CHALLENGE 1:
Find each line in the entries that contains the string "segment", and copy those lines out in full.

SOURCE TEXT:
»»

Why is elite a dirty word? I would be quite happy if our country was run by clever, well-educated, experienced politicans rather than some of the parochial gombeens we have at the moment. Democracy is great but when you look at the quality of some of what's elected, you do have to wonder about our election/voting system. 





Purple said:


> How many members of the Seanad would be elected if there was a universal franchise? If the answer is not “all of them” then the structure is an insult to the democratic rights of the people of Ireland.


There are many high-quality candidates who may not have doorstep appeal but who are/would be better politicians than popular 'I'll fix yer pothole for you' candidates. Not every aspiring politician can stomach the rubber-chicken circuit and local hoop-jumping involved in getting elected as a TD which is a loss to the country. If some of the best candidates get appointed as senators (or voted in by the colleges), I don't have a problem with that.


----------



## Purple (7 Oct 2013)

There are 60 members of Seanad Eíreann.
11 are appointed by the Taoiseach.
43 are elected from the Vocational Panels by TD’s, sitting Senators and local councillors (about 1000 people in total). The vocational panels can only nominate, not elect. In practice these are the failed and aspiring TD’s and just about all of them are active members of political parties. 
That’s 1000 people electing or appointing 90% of the Seanad. 
Is anyone really going to say that is democratic?

6 are elected by graduated of Irish universities; 3 from Trinity and 3 from the National University of Ireland (UCD, UCC, NUI Galway, Maynooth, RCSI, NCAD, Milltown Institute, Shannon College of Hotel Management and the Institute of Public Administration). These are the only 6 members that are really elected. So 10% of the Seanad is elected by graduates of some universities but not others (for example UL graduates don’t have a vote but graduates of Shannon College of Hotel Management do).  I’m not sure if Graduates of Botlon Street get a vote since their degree is issued by Trinity. I’m also not sure if graduates of RCSI Bahrain get a vote as their degree is issues by the Royal College of Surgeons in Ireland.

««

CHALLENGE 2:
The thread on the Seanad gives a breakdown of how its 60 members get their seats. List each route to a seat together with the number of members it accounts for.

PROVIDED ENTRIES:
»»

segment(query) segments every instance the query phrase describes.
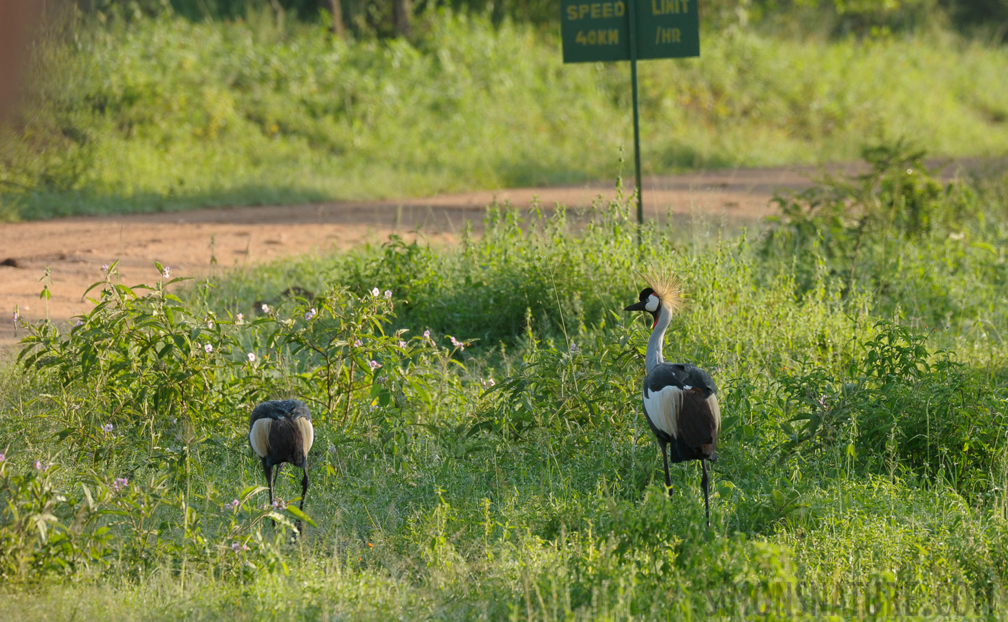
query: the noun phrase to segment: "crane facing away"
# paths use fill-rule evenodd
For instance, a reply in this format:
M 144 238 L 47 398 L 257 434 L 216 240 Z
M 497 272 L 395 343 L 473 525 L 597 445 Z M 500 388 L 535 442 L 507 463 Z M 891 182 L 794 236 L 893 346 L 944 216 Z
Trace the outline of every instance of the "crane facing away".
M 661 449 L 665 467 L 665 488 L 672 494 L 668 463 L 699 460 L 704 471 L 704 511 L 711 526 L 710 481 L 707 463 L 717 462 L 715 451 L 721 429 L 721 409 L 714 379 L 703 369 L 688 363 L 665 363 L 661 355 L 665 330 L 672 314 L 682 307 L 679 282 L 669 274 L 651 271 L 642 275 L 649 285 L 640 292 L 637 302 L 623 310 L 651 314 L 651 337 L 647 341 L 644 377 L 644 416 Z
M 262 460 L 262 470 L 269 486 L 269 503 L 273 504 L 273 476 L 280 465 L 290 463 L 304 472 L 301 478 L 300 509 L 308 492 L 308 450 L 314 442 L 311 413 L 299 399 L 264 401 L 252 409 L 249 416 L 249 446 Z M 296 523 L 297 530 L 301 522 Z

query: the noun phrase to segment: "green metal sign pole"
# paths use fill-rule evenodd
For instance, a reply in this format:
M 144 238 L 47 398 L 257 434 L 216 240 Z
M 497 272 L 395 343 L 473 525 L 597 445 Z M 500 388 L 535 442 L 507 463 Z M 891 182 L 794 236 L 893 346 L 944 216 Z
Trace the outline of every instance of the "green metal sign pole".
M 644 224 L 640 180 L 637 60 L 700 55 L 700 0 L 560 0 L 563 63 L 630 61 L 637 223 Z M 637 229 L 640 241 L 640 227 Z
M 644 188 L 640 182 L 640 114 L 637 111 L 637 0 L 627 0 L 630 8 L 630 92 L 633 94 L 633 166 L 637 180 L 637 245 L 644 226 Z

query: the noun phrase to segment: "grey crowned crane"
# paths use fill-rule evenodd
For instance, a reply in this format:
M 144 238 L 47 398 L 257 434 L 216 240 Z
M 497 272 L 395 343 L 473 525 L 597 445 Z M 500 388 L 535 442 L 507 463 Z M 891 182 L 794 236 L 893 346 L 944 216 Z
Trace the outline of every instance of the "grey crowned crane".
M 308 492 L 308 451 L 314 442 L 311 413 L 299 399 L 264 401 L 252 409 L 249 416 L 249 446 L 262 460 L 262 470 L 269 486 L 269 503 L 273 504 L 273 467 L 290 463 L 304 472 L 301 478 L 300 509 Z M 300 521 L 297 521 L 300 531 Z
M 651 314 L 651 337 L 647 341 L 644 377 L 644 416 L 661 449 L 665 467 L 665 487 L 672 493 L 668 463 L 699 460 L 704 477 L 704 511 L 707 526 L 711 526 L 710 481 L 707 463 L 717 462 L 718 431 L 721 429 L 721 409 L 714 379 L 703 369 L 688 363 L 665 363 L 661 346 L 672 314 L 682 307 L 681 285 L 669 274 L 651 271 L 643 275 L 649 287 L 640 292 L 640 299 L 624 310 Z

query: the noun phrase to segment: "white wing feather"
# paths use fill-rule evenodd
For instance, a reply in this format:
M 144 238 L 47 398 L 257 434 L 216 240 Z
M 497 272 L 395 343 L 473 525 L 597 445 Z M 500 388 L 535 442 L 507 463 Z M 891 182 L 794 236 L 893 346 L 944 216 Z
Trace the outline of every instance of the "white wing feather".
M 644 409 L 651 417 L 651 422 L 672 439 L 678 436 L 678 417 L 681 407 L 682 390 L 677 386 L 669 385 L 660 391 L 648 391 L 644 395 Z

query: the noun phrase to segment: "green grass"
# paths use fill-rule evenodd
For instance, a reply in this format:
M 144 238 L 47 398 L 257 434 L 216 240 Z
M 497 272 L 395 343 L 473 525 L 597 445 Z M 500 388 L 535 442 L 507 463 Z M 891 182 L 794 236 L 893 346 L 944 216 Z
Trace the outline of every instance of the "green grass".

««

EXERCISE SOLUTION 1:
segment(query) segments every instance the query phrase describes.
query: the noun phrase to segment: "crane facing away"
query: the noun phrase to segment: "green metal sign pole"
query: the noun phrase to segment: "grey crowned crane"
query: the noun phrase to segment: "white wing feather"
query: the noun phrase to segment: "green grass"

EXERCISE SOLUTION 2:
- Appointed by the Taoiseach: 11
- Elected from the Vocational Panels by TD's, sitting Senators and local councillors: 43
- Elected by graduates of Irish universities (3 from Trinity and 3 from the National University of Ireland): 6